- _Excerpt to read_
━━━━━━━━━━━━━━━━
Yes because until COVID, all our programming was in person. Then, on Monday, March 16, we’re shut down and I’m looking at 17 employees saying, what are we going to do? Six weeks later, we were up online, with a camera on Zoom doing STEM for free and more and more families and kids began tuning in and telling people. At its height, we engaged 27,000 kids in 47 states and five countries. … Since then, we have partnered with the U.S. Embassy in Tanzania and partnered with an organization there and they are using our content and kits to inspire and engage kids, to train teachers and deliver STEM in urban areas in Africa.
You’re also expanding in the Gulf South, thanks to federal grant funding?
Yes. We got money from the Defense Department right at the beginning of COVID and that helped us think about our delivery and how we are reaching kids. Now, we are doing STEM not only in New Orleans but in Alexandria and Shreveport/Bossier City. We also created STEM Gulf Coast, with programs in Gulfport, Biloxi, Pensacola and Panama City Beach, Florida. We had summer camps in all of those cities last summer, and once a quarter we do an in-person event.
━━━━━━━━━━━━━━━━
- _Records provided_

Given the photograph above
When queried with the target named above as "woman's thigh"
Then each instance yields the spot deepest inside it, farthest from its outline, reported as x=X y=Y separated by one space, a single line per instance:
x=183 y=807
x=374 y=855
━━━━━━━━━━━━━━━━
- _Required actions_
(1) Transcribe the interview about the STEM program from "Yes. We got" to "an in-person event.".
(2) Please go on with the interview about the STEM program from the point where it stops.
The lines above aren't needed here.

- _Task answers_
(1)
Yes. We got money from the Defense Department right at the beginning of COVID and that helped us think about our delivery and how we are reaching kids. Now, we are doing STEM not only in New Orleans but in Alexandria and Shreveport/Bossier City. We also created STEM Gulf Coast, with programs in Gulfport, Biloxi, Pensacola and Panama City Beach, Florida. We had summer camps in all of those cities last summer, and once a quarter we do an in-person event.

(2)
What kind of outcomes do you measure? How do you know that you are being effective?
Part of it is by measuring exposure and the number of kids we are able to touch. Exposure is about making sure kids show up, are engaged and have a rewarding experience, leaving here wanting more. We have engaged more than 100,000 young people. Our ultimate goal is to expose everyone to STEM and to lower the barrier entry to STEM for people who otherwise wouldn’t be exposed to it or even know what it is. So, we ask them what their ZIP code is, if they are on free lunch, and lay that information over a map of the city that breaks down data around education, crime and poverty to show we are engaging the entire city in STEM.
So exposure is one way, just getting the programming to kids?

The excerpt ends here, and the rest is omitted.